--- START SELECTED TEXT ---

Matthew Coleridge grew up in Cheltenham, not far from where I live. I’ve not heard his Requiem before but I have been aware of it as a piece that has been workshopped for singers. Having now heard it, it strikes me as an accessible work for both singers and audiences and one that I’m sure is enjoyable and rewarding to sing.
Coleridge has written the booklet notes and he has this to say about the Requiem: “I wanted to write an intimate and particularly human response to the text, witnessed perhaps at the moment of a soul slipping gently away from earthly life”. Given this starting point, it’s no surprise that the fundamental tone of the work is lyrical and gentle, though there are a few brief moments of drama. Generally, the choral writing proceeds in long melodic lines and the harmonies are fundamentally warm. Beauty is the order of the day. There’s a prominent role for a solo cello “which can be seen as an embodiment of that soul, or comforting voice in response to our prayers”.
Coleridge sets out his stall in the Introit; the music is ethereally beautiful and the melodic lines are very attractive indeed. In the following Kyrie, the orchestral rhythms, and especially the use of a tenor drum, impart a feeling of a funeral march, notwithstanding which the vocal lines retain their melodiousness. The third movement, ‘Offertory’ is in some ways the most original in design. The choral writing has the character of Byzantine chant, which is most effective. In the middle of the movement, at ‘Hostias’, there’s a brief interlude of darker, more dramatic music which features the baritone soloist. There follows the ‘Pie Jesu’ which the composer describes as a “tender duet” for the soprano soloist and the cello; the choir supports the soprano with gentle music in the background. Karin Dahlberg is a most attractive soprano, singing very expressively.

--- END SELECTED TEXT ---
--- START SOURCE EXCERPT ---

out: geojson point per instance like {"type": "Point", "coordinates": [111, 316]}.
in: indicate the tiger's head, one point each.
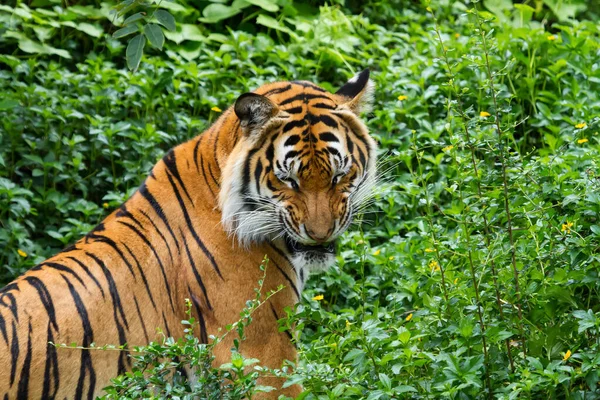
{"type": "Point", "coordinates": [303, 166]}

--- END SOURCE EXCERPT ---

SHORT PROBLEM 1: Rewrite the paragraph in the Requiem review that begins "Coleridge has written the booklet notes" as a short bulleted list that keeps its main facts.
SHORT PROBLEM 2: Carry on the Requiem review from where it stops.

TASK RESPONSE 1:
- Coleridge wrote the booklet notes himself.
- He describes the Requiem as an intimate, particularly human response to the text, witnessed perhaps as a soul slips gently away from earthly life.
- Its basic tone is lyrical and gentle, with only a few brief moments of drama.
- The choral writing mostly moves in long melodic lines, and the harmonies are warm; beauty predominates.
- A solo cello has a prominent role, which can be seen as an embodiment of the soul or as a comforting voice answering our prayers.

TASK RESPONSE 2:
The ’Rex tremendae’ is darkly intense and the Royal Holloway choir invest the music with considerable feeling. At the end, the plea for mercy, ‘Salva me’, is set very beautifully. The text of the Agnus Dei is a plea for mercy but that doesn’t inhibit Coleridge’s natural tendency to warm lyricism in his vocal writing. The Requiem concludes, rather unusually in my experience, with a setting of the ‘Lacrimosa’. In the composer’s words, “The cello sings plaintively, weaving through the weightless, shimmering choral textures, and evoking a desolate landscape with delicate rolls of thunder”. Near the end, there’s a short, impassioned soprano solo before the music gradually fades out of our consciousness.
Matthew Coleridge’s Requiem is an impressive achievement; the music is beautiful and sincere. It should be popular with choirs and audiences as a notable addition to the choral repertoire. This performance, which is excellent in every respect, should help its cause.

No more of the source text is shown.